To do: Retype, word for word, the stretch of the Heck reaction text that begins with the words "These observations are" and ends with "for catalyst generation.".

── Document text

The results of four cycles are given in Table 3. The data show a gradual loss of activity or turnover frequency. With 7 and methyl acrylate, conversion and yield drop in the third cycle. Only by extending the duration of the fourth cycle from 2 to 10 h are quantitative yields restored. With styrene, activity loss is evident in the second cycle (15 vs. 5 h), and then drops further. The same protocol was applied to the S-donor palladacycle 13. With methyl acrylate, reaction times must again be continually lengthened to maintain quantitative yields. With styrene, no catalyst remains after three cycles. Thus, 13 is consumed at a faster rate than 7. However, additional GC data showed that 13 gave higher TOF values than 7 in the first two cycles with methyl acetate.

These observations are consistent with several scenarios. One would be that the active catalyst is efficiently recycled, but is of limited stability, resulting in progressively slower rates. Another would be that catalyst recycling is not as efficient as anticipated—due, for example, to retention in the DMF phase. Another would be that the active catalysts are non-recyclable decomposition products of 7 or 13. The remaining palladacycle would then be recycled (as the bridging halide), with the diminishing activity representing progressively smaller quantities available for catalyst generation.

In the latter context, many metallic palladium catalysts for the Heck reaction are known.^22,36–41 These include organic-solvent-soluble colloidal palladium nanoparticles,^36,42 and two varieties of fluorous-solvent-soluble nanoparticles—one type imbedded in a fluorous dendrimer, and the other stabilized by absorbed fluorous molecules.^37,38 Also, close relatives of the catalyst B (Fig. 2) upon which 7 is based decompose to active metallic palladium.³⁹ Furthermore, colloidal palladium nanoparticles often impart a reddish-orange tint to DMF,^36a and a similar hue is apparent in Fig. 3. We therefore considered the possibility that 7, 13, and the analogous bridging halides serve mainly as recyclable sources of soluble non-fluorous colloidal nanoparticle catalysts. To probe this model, the rate of reaction of phenyl iodide and methyl acrylate was monitored under the conditions summarized in Fig. 4.

Fig. 4 Conversion as a function of time for Heck reactions of phenyl iodide and methyl acrylate.

Importantly, both the first and second cycles with 7 in Table 3 (Fig. 4, top; red and blue traces) appeared to show an induction period, and the second cycle was slightly slower. An induction period for the first cycle could be rationalized under any circumstances, but an induction period for the second suggests that the active catalyst is not being recycled. In order to improve the time resolution, reactions were repeated at 80 °C (Fig. 4, bottom; green and orange traces). The induction periods and rate differences were markedly enhanced. The palladacycle iodide 9 showed identical activity (purple trace). In all cases, reddish-orange tints became apparent near the end of the induction period.

────
── Given information

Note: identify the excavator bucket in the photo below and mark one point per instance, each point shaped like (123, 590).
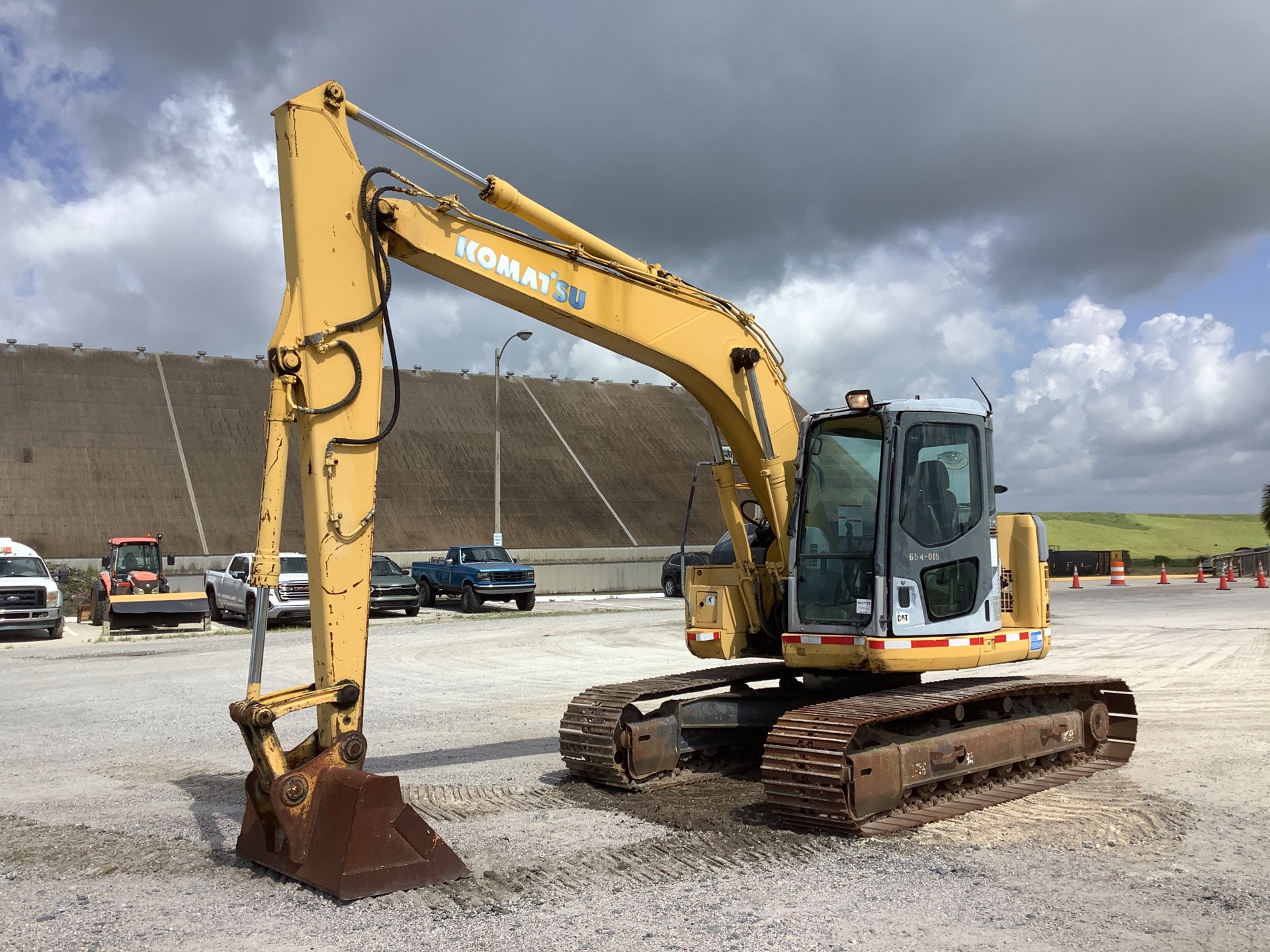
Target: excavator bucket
(343, 832)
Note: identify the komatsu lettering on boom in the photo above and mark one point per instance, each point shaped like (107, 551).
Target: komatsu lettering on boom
(509, 268)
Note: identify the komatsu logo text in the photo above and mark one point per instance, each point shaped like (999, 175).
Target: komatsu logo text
(546, 285)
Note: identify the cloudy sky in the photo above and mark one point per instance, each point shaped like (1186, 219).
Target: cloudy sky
(1070, 201)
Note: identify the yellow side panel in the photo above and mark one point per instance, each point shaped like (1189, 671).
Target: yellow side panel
(1024, 576)
(715, 612)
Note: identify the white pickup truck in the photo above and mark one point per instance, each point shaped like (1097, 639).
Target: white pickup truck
(230, 592)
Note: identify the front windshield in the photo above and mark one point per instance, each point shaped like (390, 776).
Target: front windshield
(138, 556)
(840, 521)
(486, 554)
(382, 565)
(22, 568)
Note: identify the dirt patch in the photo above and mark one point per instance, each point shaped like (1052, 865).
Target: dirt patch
(1108, 810)
(710, 805)
(58, 851)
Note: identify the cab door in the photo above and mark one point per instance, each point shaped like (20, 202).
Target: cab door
(943, 560)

────

Exercise output:
These observations are consistent with several scenarios. One would be that the active catalyst is efficiently recycled, but is of limited stability, resulting in progressively slower rates. Another would be that catalyst recycling is not as efficient as anticipated—due, for example, to retention in the DMF phase. Another would be that the active catalysts are non-recyclable decomposition products of 7 or 13. The remaining palladacycle would then be recycled (as the bridging halide), with the diminishing activity representing progressively smaller quantities available for catalyst generation.